• _Records supplied_:
-=-=-=-=-

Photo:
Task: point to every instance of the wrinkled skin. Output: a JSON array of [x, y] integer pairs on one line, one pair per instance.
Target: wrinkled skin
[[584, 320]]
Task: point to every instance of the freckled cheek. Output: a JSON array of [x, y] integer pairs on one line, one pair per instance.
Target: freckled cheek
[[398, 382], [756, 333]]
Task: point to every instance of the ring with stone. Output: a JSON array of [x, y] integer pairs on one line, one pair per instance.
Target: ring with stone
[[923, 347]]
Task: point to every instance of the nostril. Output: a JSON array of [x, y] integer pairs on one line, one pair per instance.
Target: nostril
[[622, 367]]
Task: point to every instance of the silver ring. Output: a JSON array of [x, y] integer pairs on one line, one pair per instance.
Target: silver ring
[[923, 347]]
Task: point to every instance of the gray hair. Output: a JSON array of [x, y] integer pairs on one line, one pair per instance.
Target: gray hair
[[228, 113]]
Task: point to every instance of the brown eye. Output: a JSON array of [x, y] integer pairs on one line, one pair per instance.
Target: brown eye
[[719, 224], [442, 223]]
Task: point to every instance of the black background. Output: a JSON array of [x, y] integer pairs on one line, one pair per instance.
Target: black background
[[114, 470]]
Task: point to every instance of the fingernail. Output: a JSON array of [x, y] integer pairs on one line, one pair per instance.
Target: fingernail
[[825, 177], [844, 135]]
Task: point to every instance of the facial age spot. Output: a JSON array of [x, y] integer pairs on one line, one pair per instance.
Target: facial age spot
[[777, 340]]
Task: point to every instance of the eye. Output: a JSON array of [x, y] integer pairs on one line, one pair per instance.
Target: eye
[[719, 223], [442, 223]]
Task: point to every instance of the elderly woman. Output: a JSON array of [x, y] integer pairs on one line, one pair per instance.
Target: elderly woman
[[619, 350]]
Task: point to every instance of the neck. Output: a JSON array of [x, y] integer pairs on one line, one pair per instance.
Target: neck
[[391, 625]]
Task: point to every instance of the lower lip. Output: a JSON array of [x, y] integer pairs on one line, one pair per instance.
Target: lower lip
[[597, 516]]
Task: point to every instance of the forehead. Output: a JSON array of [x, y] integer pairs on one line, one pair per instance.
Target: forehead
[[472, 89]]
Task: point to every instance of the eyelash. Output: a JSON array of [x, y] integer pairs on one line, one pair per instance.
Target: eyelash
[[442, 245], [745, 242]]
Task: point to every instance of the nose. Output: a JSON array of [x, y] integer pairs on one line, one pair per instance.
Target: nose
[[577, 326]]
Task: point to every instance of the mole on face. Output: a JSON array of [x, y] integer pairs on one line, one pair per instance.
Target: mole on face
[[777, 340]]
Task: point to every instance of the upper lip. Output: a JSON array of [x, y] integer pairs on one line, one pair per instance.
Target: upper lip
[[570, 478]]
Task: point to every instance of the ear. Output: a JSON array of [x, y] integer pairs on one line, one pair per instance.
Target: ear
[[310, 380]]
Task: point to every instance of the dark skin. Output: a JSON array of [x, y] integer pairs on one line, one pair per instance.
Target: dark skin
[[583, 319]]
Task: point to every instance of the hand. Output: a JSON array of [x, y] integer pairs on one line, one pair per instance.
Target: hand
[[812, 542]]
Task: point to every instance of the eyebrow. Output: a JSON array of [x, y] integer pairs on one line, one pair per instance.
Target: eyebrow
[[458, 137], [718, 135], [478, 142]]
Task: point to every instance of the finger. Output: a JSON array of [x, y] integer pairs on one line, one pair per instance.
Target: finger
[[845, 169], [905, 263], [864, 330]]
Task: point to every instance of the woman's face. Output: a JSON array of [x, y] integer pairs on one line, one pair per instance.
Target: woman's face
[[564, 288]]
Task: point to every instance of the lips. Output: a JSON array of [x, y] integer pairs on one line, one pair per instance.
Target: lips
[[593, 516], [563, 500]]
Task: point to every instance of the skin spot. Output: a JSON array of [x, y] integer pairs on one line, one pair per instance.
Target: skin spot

-=-=-=-=-

Rewrite all the entries above, swapping "point to every instance of" for "mark each instance of" wherever it appears and leaving everything else unchanged.

• _Exercise response_:
Photo:
Task: mark each instance of the wrinkled skin. Output: a JSON array of [x, y] integer pairs on one line, one pair per instance.
Target: wrinkled skin
[[584, 320]]
Task: mark each instance of the freckled cheek. Output: a JSON array of [x, y] integer pairs on one line, one pair per instance.
Target: freckled cheek
[[398, 382], [756, 333]]
Task: mark each instance of the ring with stone. Output: a JSON array of [x, y] integer pairs on one line, one pair per instance.
Target: ring with stone
[[923, 347]]
Task: mark each instance of the nostril. Output: a JSON array of [x, y] integer pairs on one line, one pair per instance.
Target: nostril
[[622, 367]]
Task: mark each instance of the silver ring. Output: a JSON array of [x, y] integer pairs on one line, one pair per instance.
Target: silver ring
[[923, 347]]
Task: mark each instance of the gray hair. Output: a JSON array of [x, y] integer pairs on one line, one pair per instance.
Target: gray hair
[[228, 113]]
Task: mark each instance of the brown eye. Output: a JSON array of [x, y] integer pairs on one line, one pair per instance.
Target: brown eye
[[719, 224], [442, 223]]
Task: mark each instance of the black background. Output: a JSON array of [x, y] integer pairs on one line, one pair per instance.
Target: black background
[[114, 470]]
Task: mark each instance of the fingernail. Output: a JSON array of [x, y] integer pairs on one line, one pair per instance.
Target: fingernail
[[825, 177], [844, 135]]
Task: mark each instance of the facial age spot. Output: a JSON array of [x, y] integer pairs on one line, one pair per instance.
Target: facial age spot
[[777, 340]]
Task: mark each instance of the eye. Output: a JSON array of [x, y] integer pairs on one line, one pair per instance.
Target: eye
[[719, 223], [442, 223]]
Task: mark each instance of the elderly woman. Output: a JSON array of [x, y] integer pairs on one line, one pair per instance.
Target: elderly woman
[[619, 350]]
Task: mark each instance of the neck. Output: a JSON array of [x, y] integer pairs on one line, one pair per instance.
Target: neck
[[391, 625]]
Task: mark each instance of the lower lip. Output: a JSON array of [x, y] integer pairs on one line, one pair per instance.
Target: lower lip
[[597, 516]]
Task: mark each instance of the forehead. Output: a JSON array of [x, y] integer pairs on one line, one pair per instance.
Target: forehead
[[472, 89]]
Task: mark each instance of the eyelash. Output: a JSON array of [x, y] integer pairs on one line, one pair per instance.
Target: eyelash
[[442, 245], [745, 242]]
Task: mark each instance of the nose. Output: a JSON array of [x, y] integer pairs on one line, one pair per instance.
Target: nose
[[577, 326]]
Task: mark each instance of the mole on face. Output: a JSON array of [x, y] integer pairs on one line, one pair per instance.
Target: mole on face
[[777, 340]]
Task: mark each instance of the upper lip. Output: a JSON array of [x, y] integer pairs on one line, one pair per instance.
Target: upper lip
[[570, 478]]
Task: mark each instance of the ear. Output: a JSON array of [x, y] integer pairs on one line, one pair per instance.
Target: ear
[[310, 380]]
Task: mark each instance of the dark skin. Output: a JSON array of [x, y] integer pairs on one line, one pair per instance.
Target: dark skin
[[583, 319]]
Task: mark each instance of the hand. Output: a JSON array of [x, y] integer pairs on one line, one pair per instance.
Target: hand
[[812, 542]]
Task: mark each instance of the eyebrow. Output: a JSON array of [x, y] integer pairs on one line, one pair per instance.
Target: eyebrow
[[458, 137], [718, 135], [478, 142]]
Task: mark each instance of the finger. Output: a JSON array of [x, y] integer pairs on one line, one pair per instance.
Target: finger
[[845, 169], [905, 263], [864, 330]]
Task: mark each instance of the woman's face. Output: a JSON array of [x, y] integer pairs on one line, one pair per instance.
Target: woman's face
[[564, 288]]
Task: mark each instance of the lips. Output: a JSON array of [x, y] integer pairs on one line, one pair per instance.
Target: lips
[[593, 516], [563, 500]]
Task: mark each instance of the skin spot. Output: a JSON array of [x, y] integer pairs on one line, one pair per instance.
Target: skin spot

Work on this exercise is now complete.